Selected extract -
● ● ●

= Frank Lees =

English chemical engineer & academic (1931-1999)

Francis Pearson Lees (5 April 1931 – 18 March 1999), usually known as Frank Lees, was a chemical engineer and a professor at Loughborough University who is noted for his contribution to the field of industrial safety.

==Education==
Lees was born in Hexham, Northumberland. His parents sent him to the Quaker boarding school, Leighton Park School, Reading, which led to a lifelong association with the Society of Friends. He registered as a conscientious objector when called for National Service in 1948, and worked with the Friends Ambulance Unit/Post-War Service, part of the time in a British hospital.

He won an open scholarship at Trinity College, Oxford, graduating with a first class degree in Modern Languages (Russian and German) in 1954. After a period of employment, he decided to pursue a more scientific career and took A levels in Mathematics, Chemistry and Physics. These enabled him to start work in 1956 as an experimental officer in the Central Instrument Research Laboratory of ICI.

He studied chemical engineering part-time at West Ham College of Technology, then full-time at Imperial College, London, graduating with first class honours in 1959. The same year he married Elizabeth, whom he had known as a student at Oxford.

==Professional life==
He then worked as a chemical engineer at ICI, being particularly involved in the early development of computer control of chemical plants, and later published the book "Man and Computer in Process Control by E. Edwards and F. P. Lees (1973), IChemE.

In 1967 he became a lecturer at what was then the Loughborough University of Technology. He received a PhD from the same institution in 1969 and rose to the position of Professor of Plant Engineering in 1974.

Following the Flixborough disaster of the same year, he was appointed to a new body, the (UK) national Advisory Committee on Major Hazards. He was later a technical assessor for the Inquiry into the Piper Alpha disaster, 1988.

● ● ●

Material provided -

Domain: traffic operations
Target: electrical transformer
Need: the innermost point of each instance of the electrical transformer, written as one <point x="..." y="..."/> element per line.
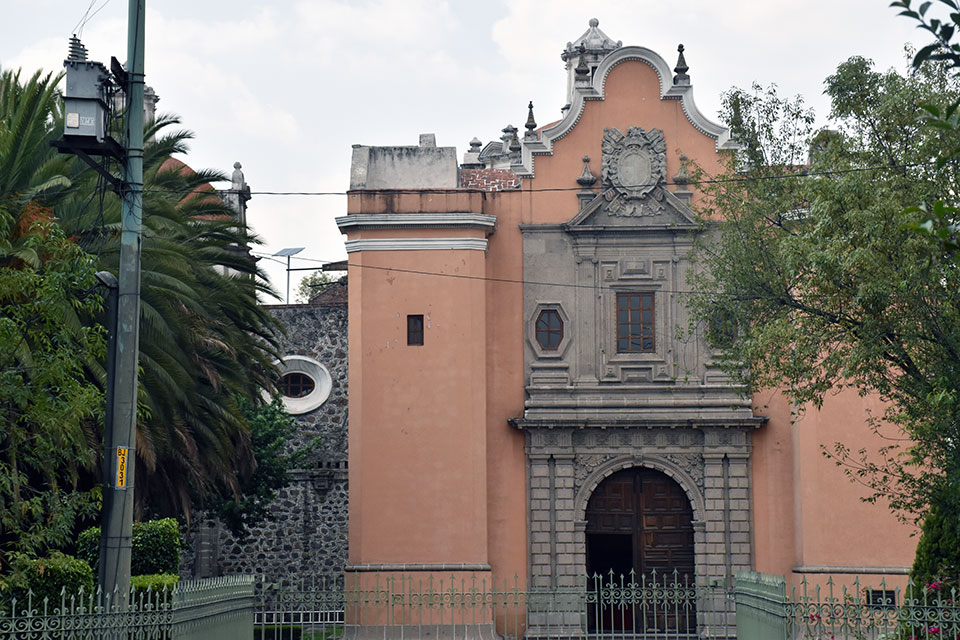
<point x="85" y="101"/>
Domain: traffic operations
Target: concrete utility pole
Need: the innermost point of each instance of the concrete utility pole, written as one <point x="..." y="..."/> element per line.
<point x="117" y="526"/>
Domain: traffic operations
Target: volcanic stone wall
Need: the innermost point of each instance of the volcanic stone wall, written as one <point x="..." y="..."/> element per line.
<point x="306" y="537"/>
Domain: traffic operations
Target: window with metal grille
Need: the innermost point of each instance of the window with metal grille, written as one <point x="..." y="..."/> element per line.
<point x="415" y="330"/>
<point x="635" y="322"/>
<point x="549" y="329"/>
<point x="882" y="598"/>
<point x="296" y="385"/>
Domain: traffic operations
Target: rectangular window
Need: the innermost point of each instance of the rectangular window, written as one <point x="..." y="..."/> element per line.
<point x="415" y="330"/>
<point x="882" y="598"/>
<point x="635" y="323"/>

● ● ●

Study questions -
1. In the Frank Lees biography, why did Lees take A levels in Mathematics, Chemistry and Physics after earning his Oxford degree? Answer in one to three sentences.
2. Extend the Frank Lees biography, beginning after its last sentence about the Piper Alpha inquiry.

Per-task outputs -
1. After a period of employment, he decided to pursue a more scientific career. Those A levels then enabled him to start work in 1956 as an experimental officer in ICI's Central Instrument Research Laboratory.

2.
==Publications==

He published many papers, a notable one being “The Hazard Warning Structure of Major Hazards” which showed how risks could be assessed and reduced. However, he will be most remembered for his book Loss Prevention in the Process Industries of more than 1000 pages published in two volumes in 1980. This was a comprehensive review of the literature on accidents – how they happen and how they might be prevented. He took early retirement in 1990 to work on the second edition, which was published in 1996 in three volumes, indicating the growth in the field. Most books of this type would have been the result of efforts by a large team, but he was a single author. He had just finished the revision when he was affected by cancer, which led to his death.

According to Professor Gupta “His work has already saved numerous casualties and enormous economic losses since many thousands have been trained using his books and research papers and have applied them in practice. This process will continue at an accelerated rate for a very long time and, thanks to the universal nature of academic activities, it is already impacting globally.”

==Recognition==

His achievements were recognised by medals and awards from the Institution of Chemical Engineers, the Royal Society of Chemistry, and the Institute of Metals. He was made a Fellow of the Royal Academy of Engineering in 1985 and was awarded the degree of Doctor of Science, DSc, honoris causa, by Loughborough University in 1998.

He did various voluntary works, and in later life was a local Magistrate.

In his honour, the Institution of Chemical Engineers instituted the Frank Lees Medal for the most meritorious publication on the topic of safety and loss prevention. In addition, Loughborough University set up the Frank Lees Centre for Loss Prevention.